Exercise prompt ::
Please render every entry below as a two-column CSV with the headers entry_text and answer, one row per entry, each value in its own quoted field with line breaks turned into spaces. Leave the pictures out.

** Start Data to process **

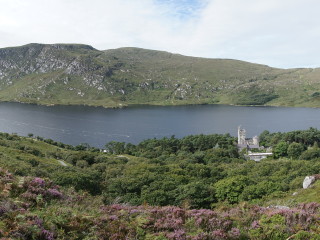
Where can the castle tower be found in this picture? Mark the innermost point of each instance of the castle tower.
(241, 136)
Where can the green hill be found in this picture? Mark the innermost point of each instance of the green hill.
(80, 74)
(197, 187)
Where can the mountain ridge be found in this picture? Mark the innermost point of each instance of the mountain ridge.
(80, 74)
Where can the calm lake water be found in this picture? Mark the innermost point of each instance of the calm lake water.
(97, 126)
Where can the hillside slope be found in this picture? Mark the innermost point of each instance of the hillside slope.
(80, 74)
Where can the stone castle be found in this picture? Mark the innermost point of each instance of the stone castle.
(244, 142)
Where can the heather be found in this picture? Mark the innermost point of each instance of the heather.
(197, 187)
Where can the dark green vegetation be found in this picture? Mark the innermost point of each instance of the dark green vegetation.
(159, 189)
(80, 74)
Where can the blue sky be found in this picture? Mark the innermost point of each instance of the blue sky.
(282, 33)
(183, 9)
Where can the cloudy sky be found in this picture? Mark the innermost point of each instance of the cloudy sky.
(279, 33)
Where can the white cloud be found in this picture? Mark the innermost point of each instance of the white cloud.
(278, 33)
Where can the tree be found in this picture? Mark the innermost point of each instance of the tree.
(280, 150)
(231, 188)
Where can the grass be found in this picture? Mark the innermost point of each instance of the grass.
(127, 76)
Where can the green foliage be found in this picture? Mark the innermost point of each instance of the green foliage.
(230, 189)
(294, 150)
(126, 76)
(280, 150)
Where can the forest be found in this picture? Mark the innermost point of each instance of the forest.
(196, 187)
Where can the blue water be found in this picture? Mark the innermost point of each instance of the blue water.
(97, 126)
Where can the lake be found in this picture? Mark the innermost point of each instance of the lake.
(97, 125)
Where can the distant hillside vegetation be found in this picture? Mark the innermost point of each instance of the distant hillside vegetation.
(80, 74)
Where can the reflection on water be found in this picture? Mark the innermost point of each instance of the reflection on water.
(97, 126)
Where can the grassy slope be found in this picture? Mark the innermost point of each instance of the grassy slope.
(140, 76)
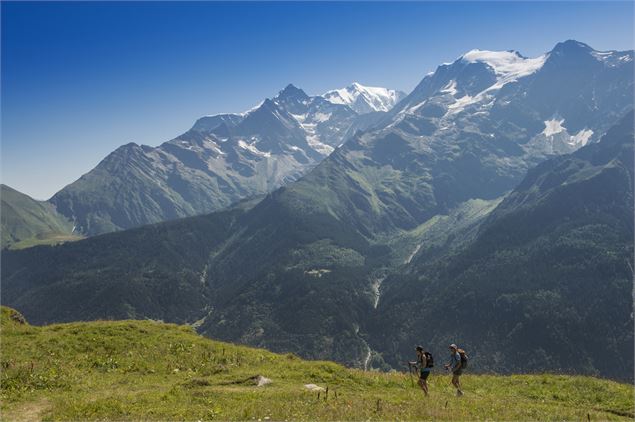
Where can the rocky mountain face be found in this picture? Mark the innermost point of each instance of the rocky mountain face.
(219, 161)
(546, 276)
(407, 212)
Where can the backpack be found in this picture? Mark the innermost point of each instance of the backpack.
(429, 359)
(464, 358)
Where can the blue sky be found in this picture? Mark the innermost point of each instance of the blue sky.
(80, 79)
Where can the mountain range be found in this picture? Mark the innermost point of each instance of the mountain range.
(222, 159)
(500, 187)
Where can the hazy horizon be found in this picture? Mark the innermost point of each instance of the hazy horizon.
(81, 79)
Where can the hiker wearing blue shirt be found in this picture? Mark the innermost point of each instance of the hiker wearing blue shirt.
(456, 366)
(424, 364)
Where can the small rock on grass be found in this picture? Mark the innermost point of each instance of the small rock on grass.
(313, 387)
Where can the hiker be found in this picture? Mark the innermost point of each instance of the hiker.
(424, 364)
(456, 365)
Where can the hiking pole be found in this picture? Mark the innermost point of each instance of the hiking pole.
(412, 381)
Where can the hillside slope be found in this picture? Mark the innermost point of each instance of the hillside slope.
(26, 222)
(545, 284)
(133, 370)
(222, 159)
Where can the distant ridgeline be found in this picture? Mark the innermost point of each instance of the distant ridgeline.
(492, 207)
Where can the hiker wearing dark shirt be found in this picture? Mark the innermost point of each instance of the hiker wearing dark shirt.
(424, 365)
(456, 367)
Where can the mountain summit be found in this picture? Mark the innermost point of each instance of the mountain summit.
(222, 159)
(365, 99)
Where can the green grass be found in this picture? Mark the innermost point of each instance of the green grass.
(45, 239)
(131, 370)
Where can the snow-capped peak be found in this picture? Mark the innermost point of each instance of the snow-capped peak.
(508, 65)
(364, 99)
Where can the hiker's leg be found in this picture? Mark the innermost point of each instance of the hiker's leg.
(455, 381)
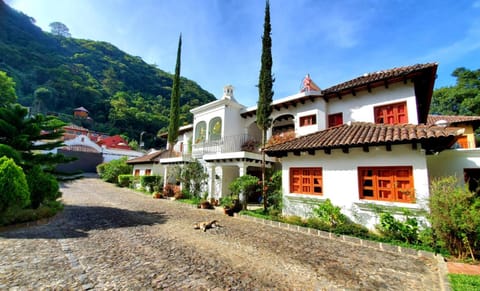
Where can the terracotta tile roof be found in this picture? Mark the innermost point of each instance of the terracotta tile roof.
(423, 76)
(359, 134)
(391, 75)
(452, 119)
(147, 159)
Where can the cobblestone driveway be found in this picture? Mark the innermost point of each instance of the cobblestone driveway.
(113, 238)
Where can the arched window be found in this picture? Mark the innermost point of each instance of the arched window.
(200, 132)
(215, 128)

** End Data to process **

Solution to this problem ::
entry_text,answer
"Where can the castle tower be found in this picture? Mark the innermost point of each instance of the castle tower.","(241, 136)"
"Where can the green hill be found in this picture? Mark the innermost point of each instance of the green hill.","(80, 74) (197, 187)"
"Where can the mountain ridge be found in this picture? Mark the innermost point of each instance of the mountain ridge.","(80, 74)"
"Where can the calm lake water be found in this picture? Mark the innermost point of each instance of the calm lake water.","(97, 126)"
"Where can the hillside slope be found in this picture? Mark the innermost point of each instance of the hillside slope.","(80, 74)"
"Where can the stone castle be found in this picture? Mark the innermost point of each instance of the stone castle.","(244, 142)"
"Where can the heather be found in this picture? Mark the innermost point of each instance of the heather.","(197, 187)"
"Where can the dark green vegetation be found in this picture? Mark the innermost point of each instance of the dark green vegetation.","(159, 189) (80, 74)"
"Where can the blue sky be found in this picture? Mark the innermost point of each instance of the blue sky.","(282, 33) (183, 9)"
"Where can the cloudy sky be found in this picture? Mark the innermost point of each instance of the cloudy sky.","(279, 33)"
"Where can the white cloud be found in this picture? Mark the innermost point of each instance of the white cloud.","(278, 33)"
"Where can the tree be found in this picture? Mark the innermost point of each instance of the tree.","(280, 150) (231, 188)"
"Where can the grass be found in this picture? Mark the innermost point of each instance of the grass.","(127, 76)"
"Where can the green foliage be found in this picture? Mark the innermost point of each instance of the green foliage.","(230, 189) (294, 150) (126, 76) (280, 150)"
"Where can the forest be found in this picture? Mark the innermost point of each instance of the forest.","(196, 187)"
"Where can the blue water be found in this picture? Mark the innermost point of each instance of the blue water.","(97, 126)"
"Where can the lake be found in this picture? Mark the innermost point of each instance of the lake.","(97, 125)"
"Where can the distant hillside vegetation be found in this picture? Mark the innermost point of each instance of the distant hillside vegetation.","(80, 74)"
"Where can the reflection on water be found in this picture? Mark the innermost point of each instance of the reflection on water.","(97, 126)"
"Where can the grassy slope be found in this picture? Mark the innermost point of each instance of the grassy slope.","(140, 76)"
"Where can the rocky mountain face be found in this picture? Mark the innermost point of each instance of the rocky mountain face.","(219, 161) (546, 276) (407, 212)"
"Where can the backpack be found in this picture? Mark the innermost point of each instance of the backpack.","(429, 359) (464, 358)"
"Where can the blue sky be found in this picture? Mark the innermost point of each instance of the blue sky.","(80, 79)"
"Where can the mountain range be found in this picture? Mark the innermost point of each instance of the mountain range.","(222, 159) (500, 187)"
"Where can the hazy horizon be found in this picture? Mark the innermost point of each instance of the hazy horizon.","(81, 79)"
"Where can the hiker wearing blue shirt be found in this picture? Mark the innermost point of each instance of the hiker wearing blue shirt.","(456, 366) (424, 364)"
"Where can the small rock on grass be found in this picture? Mark the innermost point of each instance of the small rock on grass.","(313, 387)"
"Where can the hiker be found in this picture? Mark the innermost point of each instance of the hiker.","(424, 364) (456, 365)"
"Where can the hiking pole be found in this picture? Mark the innermost point of each instance of the hiking pole.","(412, 381)"
"Where can the hillside slope be found in this picture? Mark the innermost point of each instance of the hillside slope.","(26, 222) (545, 284) (133, 370) (222, 159)"
"Where can the distant ridgeline be found in this picture? Mark the innermost point of each instance of the distant ridgeline.","(492, 207)"
"Where can the hiker wearing dark shirt be found in this picture? Mark the innermost point of each instance of the hiker wearing dark shirt.","(424, 365) (456, 367)"
"Where can the mountain summit be found in this picture? Mark the innermost point of each instance of the mountain summit.","(222, 159) (365, 99)"
"Where can the green grass be found in this picture? Mark the innermost point of each instance of the green grass.","(45, 239) (131, 370)"
"Where can the snow-capped peak be found in this picture? Mark the innermost point of each instance of the snow-capped peak.","(508, 65) (364, 99)"
"Where can the hiker's leg be found in this picture? Mark the innermost point of each instance of the hiker's leg.","(455, 381)"
"Where can the terracotta tile roof be found in this picture? Mark the innermost point of each instance of the terracotta tile roof.","(423, 76) (359, 134) (391, 75) (452, 119) (147, 159)"
"Where can the cobblestone driveway be found in this picture? Mark the innermost point of each instance of the cobblestone driveway.","(113, 238)"
"Where can the arched window be found in this picture? Mark the innermost point of each instance of the arched window.","(200, 132) (215, 128)"